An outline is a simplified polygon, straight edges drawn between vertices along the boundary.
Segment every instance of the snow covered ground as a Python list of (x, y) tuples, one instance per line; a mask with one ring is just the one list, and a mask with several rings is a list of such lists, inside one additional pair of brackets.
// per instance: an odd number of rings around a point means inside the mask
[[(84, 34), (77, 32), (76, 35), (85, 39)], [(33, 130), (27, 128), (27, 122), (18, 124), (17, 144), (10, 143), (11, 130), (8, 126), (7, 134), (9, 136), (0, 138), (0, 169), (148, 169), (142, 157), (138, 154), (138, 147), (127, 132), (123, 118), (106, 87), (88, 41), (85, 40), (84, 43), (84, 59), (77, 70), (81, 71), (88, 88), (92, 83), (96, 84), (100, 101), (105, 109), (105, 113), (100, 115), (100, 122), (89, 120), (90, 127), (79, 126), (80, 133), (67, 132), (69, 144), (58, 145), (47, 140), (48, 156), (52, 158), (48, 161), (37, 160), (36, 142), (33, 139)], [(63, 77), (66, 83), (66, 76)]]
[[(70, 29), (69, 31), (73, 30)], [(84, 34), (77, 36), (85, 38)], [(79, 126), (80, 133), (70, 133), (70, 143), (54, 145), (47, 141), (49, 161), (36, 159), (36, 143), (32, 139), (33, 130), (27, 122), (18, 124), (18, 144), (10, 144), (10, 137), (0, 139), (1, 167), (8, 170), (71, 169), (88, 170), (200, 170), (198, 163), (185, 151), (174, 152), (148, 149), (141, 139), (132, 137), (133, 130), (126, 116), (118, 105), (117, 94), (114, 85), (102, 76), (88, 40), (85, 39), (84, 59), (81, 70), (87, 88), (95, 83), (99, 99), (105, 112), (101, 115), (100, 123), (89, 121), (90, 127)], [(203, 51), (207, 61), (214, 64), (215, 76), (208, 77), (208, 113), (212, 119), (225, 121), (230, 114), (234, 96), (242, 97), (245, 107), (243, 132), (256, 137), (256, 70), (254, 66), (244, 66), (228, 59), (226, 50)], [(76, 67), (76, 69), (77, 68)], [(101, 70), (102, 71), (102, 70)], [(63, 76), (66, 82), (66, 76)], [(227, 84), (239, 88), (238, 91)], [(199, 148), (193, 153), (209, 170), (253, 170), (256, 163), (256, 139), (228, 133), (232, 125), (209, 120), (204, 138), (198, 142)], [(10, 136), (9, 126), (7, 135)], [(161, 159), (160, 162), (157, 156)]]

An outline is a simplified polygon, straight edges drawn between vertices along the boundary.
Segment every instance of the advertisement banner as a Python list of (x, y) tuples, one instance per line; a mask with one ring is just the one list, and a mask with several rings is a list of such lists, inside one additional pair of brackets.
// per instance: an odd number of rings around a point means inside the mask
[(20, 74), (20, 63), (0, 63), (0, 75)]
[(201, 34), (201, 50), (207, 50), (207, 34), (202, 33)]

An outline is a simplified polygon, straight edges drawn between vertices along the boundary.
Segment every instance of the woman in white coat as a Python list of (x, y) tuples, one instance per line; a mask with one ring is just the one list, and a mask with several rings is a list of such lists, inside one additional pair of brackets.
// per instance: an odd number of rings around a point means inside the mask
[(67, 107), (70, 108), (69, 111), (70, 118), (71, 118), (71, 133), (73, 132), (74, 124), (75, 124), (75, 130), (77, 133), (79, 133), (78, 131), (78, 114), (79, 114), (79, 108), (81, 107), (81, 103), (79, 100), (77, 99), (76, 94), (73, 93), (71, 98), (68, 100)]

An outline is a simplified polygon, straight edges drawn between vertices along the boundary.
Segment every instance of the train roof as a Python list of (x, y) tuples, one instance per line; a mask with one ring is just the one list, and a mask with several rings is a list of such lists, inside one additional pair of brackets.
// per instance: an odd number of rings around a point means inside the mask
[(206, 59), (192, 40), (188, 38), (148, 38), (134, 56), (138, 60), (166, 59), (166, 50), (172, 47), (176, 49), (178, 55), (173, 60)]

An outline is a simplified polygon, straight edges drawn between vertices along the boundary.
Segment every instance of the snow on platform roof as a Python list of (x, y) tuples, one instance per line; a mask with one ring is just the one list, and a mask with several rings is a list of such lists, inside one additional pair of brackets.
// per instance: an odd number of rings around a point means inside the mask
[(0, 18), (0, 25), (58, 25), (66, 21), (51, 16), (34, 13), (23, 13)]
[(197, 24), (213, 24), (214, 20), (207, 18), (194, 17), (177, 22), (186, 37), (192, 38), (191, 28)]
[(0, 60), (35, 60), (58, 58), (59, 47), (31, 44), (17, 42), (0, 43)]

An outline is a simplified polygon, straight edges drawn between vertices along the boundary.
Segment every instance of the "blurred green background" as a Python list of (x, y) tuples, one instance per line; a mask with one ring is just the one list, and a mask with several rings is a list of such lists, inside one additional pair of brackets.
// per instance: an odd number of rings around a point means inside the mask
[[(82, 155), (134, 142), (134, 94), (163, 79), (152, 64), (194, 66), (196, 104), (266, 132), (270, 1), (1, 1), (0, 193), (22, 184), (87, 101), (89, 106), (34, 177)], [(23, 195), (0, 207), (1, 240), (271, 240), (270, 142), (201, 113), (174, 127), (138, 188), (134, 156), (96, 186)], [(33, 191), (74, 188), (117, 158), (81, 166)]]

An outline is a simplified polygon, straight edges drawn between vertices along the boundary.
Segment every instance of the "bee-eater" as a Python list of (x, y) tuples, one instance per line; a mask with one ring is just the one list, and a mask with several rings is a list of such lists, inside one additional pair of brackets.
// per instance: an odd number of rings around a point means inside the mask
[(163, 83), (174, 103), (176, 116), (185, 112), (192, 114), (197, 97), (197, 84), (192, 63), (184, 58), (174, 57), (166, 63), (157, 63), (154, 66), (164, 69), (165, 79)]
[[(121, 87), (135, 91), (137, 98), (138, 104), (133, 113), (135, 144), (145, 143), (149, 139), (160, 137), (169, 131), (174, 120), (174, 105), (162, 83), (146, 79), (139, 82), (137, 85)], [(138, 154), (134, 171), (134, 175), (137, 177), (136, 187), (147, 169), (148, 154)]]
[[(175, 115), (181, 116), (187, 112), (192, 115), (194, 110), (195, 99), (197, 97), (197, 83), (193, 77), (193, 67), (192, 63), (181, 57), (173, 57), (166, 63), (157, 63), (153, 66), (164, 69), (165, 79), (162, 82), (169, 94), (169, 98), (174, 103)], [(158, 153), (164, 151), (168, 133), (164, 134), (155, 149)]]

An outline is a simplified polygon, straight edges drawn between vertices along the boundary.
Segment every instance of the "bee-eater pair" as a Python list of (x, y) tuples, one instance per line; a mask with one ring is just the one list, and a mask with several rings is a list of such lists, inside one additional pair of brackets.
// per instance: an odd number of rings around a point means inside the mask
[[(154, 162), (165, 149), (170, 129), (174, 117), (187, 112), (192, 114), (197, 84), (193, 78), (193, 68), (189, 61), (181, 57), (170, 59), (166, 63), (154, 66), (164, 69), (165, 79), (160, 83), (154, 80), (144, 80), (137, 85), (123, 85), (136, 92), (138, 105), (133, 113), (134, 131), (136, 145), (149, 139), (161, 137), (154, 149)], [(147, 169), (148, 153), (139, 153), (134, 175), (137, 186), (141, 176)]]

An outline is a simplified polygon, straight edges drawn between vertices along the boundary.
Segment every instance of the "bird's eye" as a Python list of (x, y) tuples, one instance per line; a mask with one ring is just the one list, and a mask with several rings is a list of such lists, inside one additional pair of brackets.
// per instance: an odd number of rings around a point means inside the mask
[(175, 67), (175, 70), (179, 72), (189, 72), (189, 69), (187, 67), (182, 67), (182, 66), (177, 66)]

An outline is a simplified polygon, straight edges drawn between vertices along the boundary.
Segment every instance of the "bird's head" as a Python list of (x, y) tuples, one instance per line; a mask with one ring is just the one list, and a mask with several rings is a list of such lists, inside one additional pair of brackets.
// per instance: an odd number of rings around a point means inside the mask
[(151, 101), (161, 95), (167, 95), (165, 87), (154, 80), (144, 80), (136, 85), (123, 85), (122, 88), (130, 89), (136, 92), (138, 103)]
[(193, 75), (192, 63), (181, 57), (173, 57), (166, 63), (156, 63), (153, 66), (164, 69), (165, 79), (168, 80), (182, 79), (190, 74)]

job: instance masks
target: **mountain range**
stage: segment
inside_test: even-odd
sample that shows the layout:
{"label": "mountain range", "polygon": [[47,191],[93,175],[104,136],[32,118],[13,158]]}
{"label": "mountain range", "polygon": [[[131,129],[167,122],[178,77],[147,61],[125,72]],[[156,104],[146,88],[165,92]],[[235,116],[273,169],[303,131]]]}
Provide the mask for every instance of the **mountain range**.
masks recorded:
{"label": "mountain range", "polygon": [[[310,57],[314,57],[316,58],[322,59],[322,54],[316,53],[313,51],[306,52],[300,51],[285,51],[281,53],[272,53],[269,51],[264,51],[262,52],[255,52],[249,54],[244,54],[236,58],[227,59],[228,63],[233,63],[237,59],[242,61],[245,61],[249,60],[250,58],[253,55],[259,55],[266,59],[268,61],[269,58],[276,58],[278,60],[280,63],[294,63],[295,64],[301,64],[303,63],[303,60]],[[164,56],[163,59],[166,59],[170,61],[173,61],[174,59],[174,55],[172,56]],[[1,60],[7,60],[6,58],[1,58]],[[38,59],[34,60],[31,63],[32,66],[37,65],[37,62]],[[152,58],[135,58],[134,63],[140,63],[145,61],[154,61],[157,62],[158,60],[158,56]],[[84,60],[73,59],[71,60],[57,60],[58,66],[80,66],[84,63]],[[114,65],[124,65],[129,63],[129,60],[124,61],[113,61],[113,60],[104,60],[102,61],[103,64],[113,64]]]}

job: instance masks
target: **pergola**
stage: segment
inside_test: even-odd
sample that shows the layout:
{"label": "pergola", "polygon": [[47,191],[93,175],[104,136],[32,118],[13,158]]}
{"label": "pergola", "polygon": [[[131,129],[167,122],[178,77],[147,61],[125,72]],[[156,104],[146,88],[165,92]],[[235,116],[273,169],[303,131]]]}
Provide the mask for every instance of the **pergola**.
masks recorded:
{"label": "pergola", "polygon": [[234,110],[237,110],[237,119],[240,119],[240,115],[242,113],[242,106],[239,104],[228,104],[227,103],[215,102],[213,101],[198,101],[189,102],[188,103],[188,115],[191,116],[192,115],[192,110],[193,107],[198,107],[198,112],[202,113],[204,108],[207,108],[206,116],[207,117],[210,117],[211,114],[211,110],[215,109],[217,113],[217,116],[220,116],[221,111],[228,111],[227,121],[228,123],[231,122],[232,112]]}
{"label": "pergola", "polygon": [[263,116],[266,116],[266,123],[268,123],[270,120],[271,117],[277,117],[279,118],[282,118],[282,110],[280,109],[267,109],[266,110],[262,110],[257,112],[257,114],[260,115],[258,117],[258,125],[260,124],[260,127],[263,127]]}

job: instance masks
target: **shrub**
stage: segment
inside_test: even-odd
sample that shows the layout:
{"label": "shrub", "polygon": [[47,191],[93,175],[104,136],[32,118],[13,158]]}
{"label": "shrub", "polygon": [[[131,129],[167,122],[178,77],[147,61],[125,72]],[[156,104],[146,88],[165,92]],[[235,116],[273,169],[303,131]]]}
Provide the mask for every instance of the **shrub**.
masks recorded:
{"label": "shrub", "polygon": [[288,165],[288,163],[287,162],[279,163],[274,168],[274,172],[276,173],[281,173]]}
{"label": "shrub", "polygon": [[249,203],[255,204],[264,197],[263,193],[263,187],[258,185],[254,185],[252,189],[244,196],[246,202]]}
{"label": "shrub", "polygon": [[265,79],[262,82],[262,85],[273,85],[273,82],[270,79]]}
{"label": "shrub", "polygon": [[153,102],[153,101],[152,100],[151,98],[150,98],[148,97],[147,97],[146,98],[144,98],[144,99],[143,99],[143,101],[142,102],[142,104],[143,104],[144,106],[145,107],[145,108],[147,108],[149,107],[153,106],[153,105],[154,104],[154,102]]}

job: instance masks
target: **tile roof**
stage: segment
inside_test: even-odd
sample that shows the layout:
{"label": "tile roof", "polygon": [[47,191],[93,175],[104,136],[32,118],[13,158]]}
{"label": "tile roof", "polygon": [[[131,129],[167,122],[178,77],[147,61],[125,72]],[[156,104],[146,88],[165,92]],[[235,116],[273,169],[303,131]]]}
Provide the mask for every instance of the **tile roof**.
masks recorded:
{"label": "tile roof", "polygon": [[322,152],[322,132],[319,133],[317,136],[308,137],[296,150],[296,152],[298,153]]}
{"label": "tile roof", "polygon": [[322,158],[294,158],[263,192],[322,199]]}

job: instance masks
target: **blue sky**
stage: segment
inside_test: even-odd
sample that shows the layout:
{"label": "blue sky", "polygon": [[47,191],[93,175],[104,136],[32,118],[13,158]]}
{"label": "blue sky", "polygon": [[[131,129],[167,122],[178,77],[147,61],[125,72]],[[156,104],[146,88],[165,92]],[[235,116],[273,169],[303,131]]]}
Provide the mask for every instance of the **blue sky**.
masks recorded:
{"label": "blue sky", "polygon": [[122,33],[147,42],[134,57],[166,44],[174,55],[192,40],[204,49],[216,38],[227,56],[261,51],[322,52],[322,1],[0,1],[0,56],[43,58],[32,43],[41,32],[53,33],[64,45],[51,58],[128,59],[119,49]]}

■ ■ ■ ■ ■

Your objective = Render the listing, starting at its beginning and ending at the line that contains "83), (66, 76)]]", as a two-column CSV with the headers prompt_text and mask. Give one row for each text and its answer, put each field in double quotes, and turn the line breaks into spaces.

Task output =
prompt_text,mask
"An outline is a simplified polygon, straight edges drawn between vertices along the boundary. Segment every instance of the snow covered ground as a Python list of (x, y) tuples, one instance per line; a mask with one ring is just the one list, and a mask with several rings is a list of such lists, inside one additional pair of brackets. // per instance: an odd number of rings around a point means inside the mask","[[(84, 34), (77, 32), (76, 35), (85, 39)], [(33, 130), (27, 128), (27, 122), (18, 124), (17, 144), (10, 143), (11, 130), (8, 126), (7, 134), (9, 136), (0, 138), (0, 169), (148, 169), (142, 157), (138, 154), (138, 147), (127, 132), (123, 118), (106, 87), (88, 41), (85, 40), (84, 43), (84, 59), (77, 70), (81, 71), (88, 88), (92, 83), (96, 84), (100, 101), (105, 109), (105, 113), (100, 115), (100, 122), (89, 120), (90, 127), (79, 126), (80, 133), (67, 132), (69, 144), (58, 145), (47, 140), (48, 156), (52, 158), (48, 161), (37, 160), (36, 142), (33, 139)], [(63, 77), (66, 83), (66, 76)]]"